--- Start of Working data ---

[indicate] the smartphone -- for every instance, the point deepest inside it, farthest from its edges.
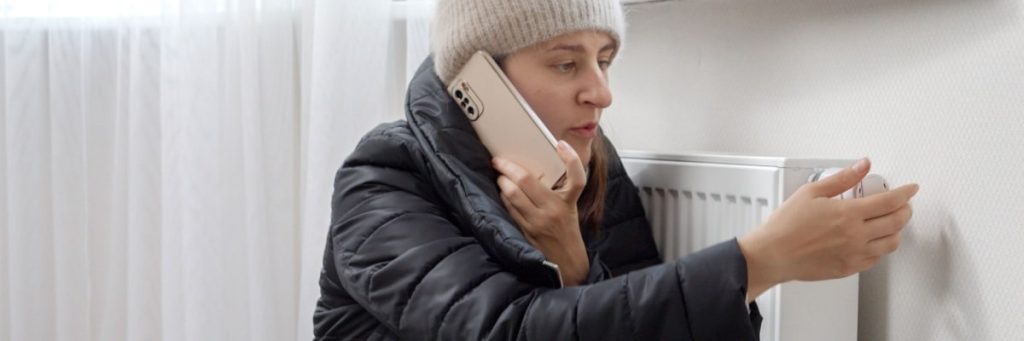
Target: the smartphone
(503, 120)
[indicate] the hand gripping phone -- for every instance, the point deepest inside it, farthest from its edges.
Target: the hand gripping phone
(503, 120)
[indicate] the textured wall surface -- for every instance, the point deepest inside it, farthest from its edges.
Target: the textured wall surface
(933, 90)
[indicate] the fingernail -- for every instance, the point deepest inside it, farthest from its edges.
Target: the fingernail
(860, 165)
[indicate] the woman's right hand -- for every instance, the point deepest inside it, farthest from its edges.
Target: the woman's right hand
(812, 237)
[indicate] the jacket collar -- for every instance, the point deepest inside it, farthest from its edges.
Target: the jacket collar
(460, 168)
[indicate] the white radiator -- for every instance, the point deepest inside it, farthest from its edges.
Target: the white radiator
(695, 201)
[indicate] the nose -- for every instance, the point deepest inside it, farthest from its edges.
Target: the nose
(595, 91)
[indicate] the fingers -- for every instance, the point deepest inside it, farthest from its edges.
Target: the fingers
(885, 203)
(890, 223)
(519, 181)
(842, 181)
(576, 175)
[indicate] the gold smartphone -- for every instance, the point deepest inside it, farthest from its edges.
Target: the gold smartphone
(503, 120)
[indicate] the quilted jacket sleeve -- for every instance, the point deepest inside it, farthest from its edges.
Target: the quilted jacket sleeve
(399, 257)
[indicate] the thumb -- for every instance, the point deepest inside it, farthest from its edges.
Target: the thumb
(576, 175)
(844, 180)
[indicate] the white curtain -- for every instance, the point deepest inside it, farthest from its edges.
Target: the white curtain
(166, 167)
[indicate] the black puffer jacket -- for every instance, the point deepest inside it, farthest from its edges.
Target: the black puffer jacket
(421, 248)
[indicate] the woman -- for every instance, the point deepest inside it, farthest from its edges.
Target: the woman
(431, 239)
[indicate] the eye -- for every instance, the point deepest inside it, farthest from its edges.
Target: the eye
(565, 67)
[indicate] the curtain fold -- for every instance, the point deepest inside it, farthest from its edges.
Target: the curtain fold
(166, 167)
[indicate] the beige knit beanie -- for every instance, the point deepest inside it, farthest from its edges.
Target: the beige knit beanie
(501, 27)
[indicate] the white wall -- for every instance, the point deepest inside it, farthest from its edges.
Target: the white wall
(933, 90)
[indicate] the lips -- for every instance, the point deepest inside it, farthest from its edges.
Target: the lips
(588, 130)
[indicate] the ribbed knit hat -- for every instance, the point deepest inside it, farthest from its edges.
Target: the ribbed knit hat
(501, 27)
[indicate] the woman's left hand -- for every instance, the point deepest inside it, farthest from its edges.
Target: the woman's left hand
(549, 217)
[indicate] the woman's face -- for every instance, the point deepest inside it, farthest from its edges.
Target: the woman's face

--- End of Working data ---

> **Set task**: Rewrite all of the rows above with each "Target" changed to "Object" and everything else kept the same. Leave the pictures out of your answer.

> **Output below**:
[indicate] the smartphone -- for every instance, the point deepest inside it, farthest from its edges.
Object: the smartphone
(503, 120)
[indicate] the hand gripping phone -- for every instance, the point deepest inside it, farthest from its edges.
Object: the hand gripping phone
(503, 120)
[indicate] the textured wall surface -- for every instance, the point deepest inside it, farthest from its edges.
Object: the textured wall surface
(933, 90)
[indicate] the fingernail -- for every instance, the point deepest inside it, farthest from its edges.
Object: the fingernail
(860, 165)
[indicate] the woman's right hand -- for every instance, the point deepest inside it, farthest from its edges.
Object: the woman's right hand
(812, 237)
[indicate] the jacket collar -- for every instance, the point deepest inside it, farthest from its edges.
Object: the jacket collar
(460, 168)
[indicate] the white radiator -- for every instance, the point deepest inside it, farthest from its edges.
Object: the white radiator
(695, 201)
[indicate] the nose -- for every instance, the point deepest inside it, farthest from its edges.
Object: the nose
(595, 91)
[indicate] the fingers -- for every instance, the point deepest inside it, farthest from its edges.
Object: the fingers
(885, 203)
(890, 223)
(519, 181)
(842, 181)
(576, 175)
[indicate] the gold smartphone -- for every instance, the point deepest inside it, farthest from its edges.
Object: the gold smartphone
(503, 120)
[indicate] the quilted jacket sleeve -- for every instance, the point deepest inside it, farthest from its edges.
Object: the quilted jacket sleeve
(399, 257)
[indicate] the thumb -- for every instance, the point deepest inside it, farthest from its edges.
Object: the thumb
(576, 175)
(844, 180)
[indicate] the white curtain -- for every instance, the point deepest inside it, farthest from its edges.
Object: the white curtain
(166, 167)
[indicate] the black puffer jacket -- for every instance, the point deepest inside it, farthest from its edges.
Object: the black puffer jacket
(421, 248)
[indicate] the woman -- for every instance, the point deepest inside it, farthest from its edges.
Object: the woman
(431, 239)
[indicate] the eye -- for every instance, the point deepest inside it, farthest from its edges.
Object: the eye
(565, 67)
[indicate] the curtain fold -- for every instance, the point deepest inside it, farthest from its edges.
Object: the curtain fold
(166, 167)
[indicate] the beige knit beanie -- for every instance, the point deepest inside it, farthest from its edges.
Object: the beige knit beanie
(501, 27)
[indicate] the white wall -- for every instance, the point deepest inside it, farthest from its edges.
Object: the white wall
(933, 90)
[indicate] the lips -- for every instance, the point deepest inside it, farthest from its edges.
Object: the lips
(588, 130)
[indicate] the ribbed knit hat -- for every instance, the point deepest inside it, farthest from its edges.
Object: the ribbed knit hat
(501, 27)
[indicate] the woman's left hand -- for every instance, the point deepest inside it, farthest from its edges.
Object: the woman's left hand
(549, 217)
[indicate] the woman's face -- for every instance, the point deepest inside it, farthest from its edges.
Object: the woman's face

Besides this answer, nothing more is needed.